So what are we trying to do? In principle, we know y at a certain point. And we want to know where it's going to go. And so you might say, well, maybe I know dy dt initially. And so I should just move a small increment along that slope. And that's a good approximation. That's the forward Euler approximation.

Trapezoid rule-- or equivalently, the midpoint rule-- says, well, maybe that initial slope isn't really the right one to use. Maybe y does something like this, and we should actually look sort of halfway between the point we're trying to extrapolate to and the current point, and use that value as the best approximation of the derivative and extrapolate for it along that. And it turns out that's more accurate.

So what does that look like? So one typically says, you know, y i plus 1 is equal to yi plus delta t times f y i plus 1/2 comma. And we won't worry about the t here, but it's going to have to be t i plus 1/2.

So I look halfway forward in time. And I say, that's the slope, that's the derivative of y. So let me step forward along that line. It turns out this is going to be reasonably accurate if I can get a good approximation for y i plus 1/2. OK?

OK. So let's-- [COUGH]. Excuse me. Yeah.

AUDIENCE: Is this the midpoint method or--

JAMES SWAN: They're functionally equivalent to each other. They work in precisely the same fashion. So whether it's the trapezoidal rule or the midpoint method, they have fundamentally the same pictures there. OK?

Location identification entries:
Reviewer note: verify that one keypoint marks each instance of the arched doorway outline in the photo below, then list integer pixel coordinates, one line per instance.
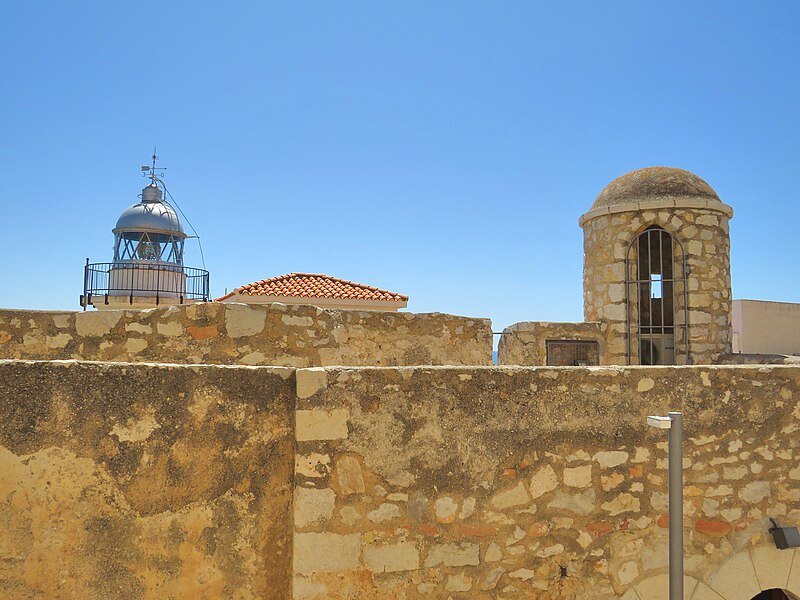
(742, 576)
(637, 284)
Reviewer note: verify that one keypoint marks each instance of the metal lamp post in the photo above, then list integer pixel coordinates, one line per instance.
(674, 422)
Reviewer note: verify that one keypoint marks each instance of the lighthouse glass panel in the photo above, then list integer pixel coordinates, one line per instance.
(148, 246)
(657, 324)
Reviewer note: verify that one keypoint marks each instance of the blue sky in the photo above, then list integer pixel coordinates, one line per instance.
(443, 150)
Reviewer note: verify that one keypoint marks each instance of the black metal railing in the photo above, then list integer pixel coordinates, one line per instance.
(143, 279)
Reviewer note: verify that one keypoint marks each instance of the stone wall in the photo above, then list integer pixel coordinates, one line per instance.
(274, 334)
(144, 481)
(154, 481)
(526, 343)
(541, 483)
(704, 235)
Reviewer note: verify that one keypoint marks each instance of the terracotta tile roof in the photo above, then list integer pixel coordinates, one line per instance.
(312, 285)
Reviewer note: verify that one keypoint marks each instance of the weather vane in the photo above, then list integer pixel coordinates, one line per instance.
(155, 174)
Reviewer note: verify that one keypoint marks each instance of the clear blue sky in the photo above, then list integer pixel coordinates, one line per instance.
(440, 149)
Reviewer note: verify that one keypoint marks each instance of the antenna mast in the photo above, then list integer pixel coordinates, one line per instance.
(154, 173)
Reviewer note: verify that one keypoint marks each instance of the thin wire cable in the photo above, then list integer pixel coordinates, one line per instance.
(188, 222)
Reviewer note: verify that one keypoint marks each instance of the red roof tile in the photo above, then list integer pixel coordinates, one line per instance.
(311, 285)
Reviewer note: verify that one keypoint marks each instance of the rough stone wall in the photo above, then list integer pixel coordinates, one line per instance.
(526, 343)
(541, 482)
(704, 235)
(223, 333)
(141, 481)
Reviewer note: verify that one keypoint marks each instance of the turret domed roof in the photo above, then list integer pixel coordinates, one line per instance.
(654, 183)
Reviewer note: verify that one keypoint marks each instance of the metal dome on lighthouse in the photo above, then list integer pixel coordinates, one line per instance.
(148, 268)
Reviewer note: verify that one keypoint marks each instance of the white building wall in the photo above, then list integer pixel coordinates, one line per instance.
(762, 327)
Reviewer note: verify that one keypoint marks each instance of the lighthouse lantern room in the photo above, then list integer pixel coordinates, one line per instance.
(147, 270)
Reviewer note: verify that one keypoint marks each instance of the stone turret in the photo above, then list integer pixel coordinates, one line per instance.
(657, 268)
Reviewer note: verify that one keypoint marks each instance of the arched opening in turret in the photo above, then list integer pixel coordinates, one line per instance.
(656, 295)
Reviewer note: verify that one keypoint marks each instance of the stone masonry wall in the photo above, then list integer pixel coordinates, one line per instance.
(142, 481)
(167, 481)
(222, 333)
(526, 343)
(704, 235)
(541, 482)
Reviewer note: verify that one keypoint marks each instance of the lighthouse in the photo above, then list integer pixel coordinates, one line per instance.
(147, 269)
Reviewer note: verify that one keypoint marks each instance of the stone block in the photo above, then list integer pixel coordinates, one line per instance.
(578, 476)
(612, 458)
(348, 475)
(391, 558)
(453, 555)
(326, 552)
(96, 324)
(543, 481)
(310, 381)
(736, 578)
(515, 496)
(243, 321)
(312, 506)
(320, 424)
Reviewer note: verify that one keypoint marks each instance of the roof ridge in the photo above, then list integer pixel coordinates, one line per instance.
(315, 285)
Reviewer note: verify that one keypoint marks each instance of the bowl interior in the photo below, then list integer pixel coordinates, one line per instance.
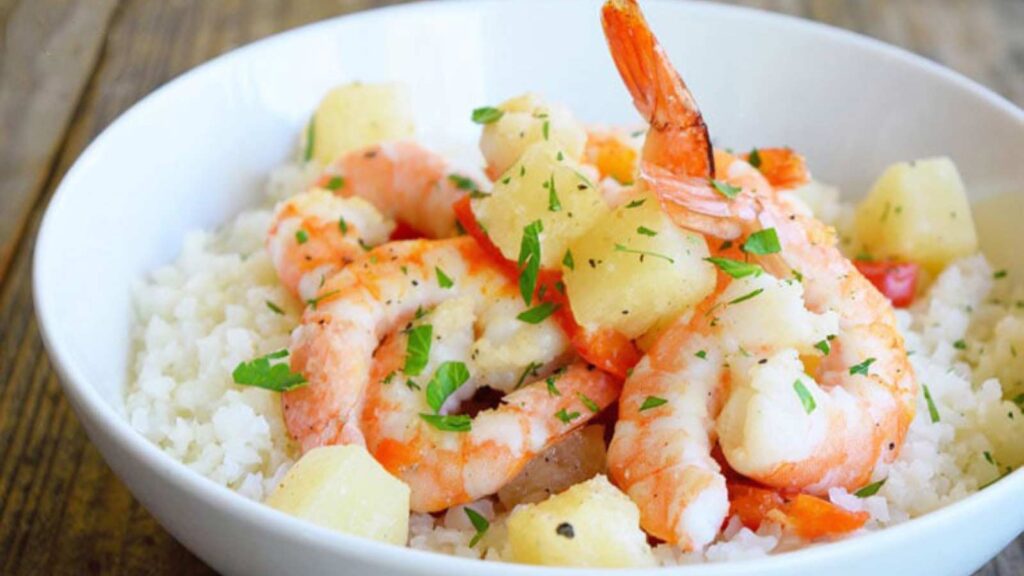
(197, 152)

--

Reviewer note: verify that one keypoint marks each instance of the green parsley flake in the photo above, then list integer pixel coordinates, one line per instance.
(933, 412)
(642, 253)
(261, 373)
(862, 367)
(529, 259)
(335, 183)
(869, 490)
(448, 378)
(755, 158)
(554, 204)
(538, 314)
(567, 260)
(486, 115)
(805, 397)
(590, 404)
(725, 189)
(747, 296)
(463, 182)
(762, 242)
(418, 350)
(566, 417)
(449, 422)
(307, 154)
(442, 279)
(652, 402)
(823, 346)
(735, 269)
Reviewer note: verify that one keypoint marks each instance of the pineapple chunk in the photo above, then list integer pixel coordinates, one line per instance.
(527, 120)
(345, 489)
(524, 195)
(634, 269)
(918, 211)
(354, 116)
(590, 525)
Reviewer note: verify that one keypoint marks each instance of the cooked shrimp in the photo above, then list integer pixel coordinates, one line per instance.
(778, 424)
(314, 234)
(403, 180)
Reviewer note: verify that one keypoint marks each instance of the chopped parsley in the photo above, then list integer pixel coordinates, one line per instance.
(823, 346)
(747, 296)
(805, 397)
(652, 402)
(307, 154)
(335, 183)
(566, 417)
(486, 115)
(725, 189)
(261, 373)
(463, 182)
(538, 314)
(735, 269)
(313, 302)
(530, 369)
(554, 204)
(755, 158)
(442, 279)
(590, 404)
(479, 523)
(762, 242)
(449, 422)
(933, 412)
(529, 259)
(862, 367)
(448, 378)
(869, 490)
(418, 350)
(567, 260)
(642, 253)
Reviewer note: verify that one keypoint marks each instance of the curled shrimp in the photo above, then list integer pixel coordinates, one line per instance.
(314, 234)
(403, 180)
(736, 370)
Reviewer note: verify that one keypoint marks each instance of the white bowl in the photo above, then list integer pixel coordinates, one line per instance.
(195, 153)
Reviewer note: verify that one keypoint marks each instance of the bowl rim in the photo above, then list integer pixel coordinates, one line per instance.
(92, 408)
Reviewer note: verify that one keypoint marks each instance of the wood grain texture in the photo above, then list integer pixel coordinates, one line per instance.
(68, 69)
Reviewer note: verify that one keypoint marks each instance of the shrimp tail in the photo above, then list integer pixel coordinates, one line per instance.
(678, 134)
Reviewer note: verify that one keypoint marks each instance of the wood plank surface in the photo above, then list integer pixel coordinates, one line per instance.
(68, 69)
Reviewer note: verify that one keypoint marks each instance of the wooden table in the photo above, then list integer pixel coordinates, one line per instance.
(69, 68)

● **SET TASK A**
Reproduce the lecture transcript from "Trapezoid rule-- or" up to and including "that's more accurate.".
● **SET TASK B**
List every distinct name the lecture transcript uses for a numerical method, in the wording it uses.
The data above has no connection to the lecture transcript.

● **SOLUTION A**
Trapezoid rule-- or equivalently, the midpoint rule-- says, well, maybe that initial slope isn't really the right one to use. Maybe y does something like this, and we should actually look sort of halfway between the point we're trying to extrapolate to and the current point, and use that value as the best approximation of the derivative and extrapolate for it along that. And it turns out that's more accurate.

● **SOLUTION B**
- forward Euler approximation
- trapezoid rule
- midpoint rule
- midpoint method
- trapezoidal rule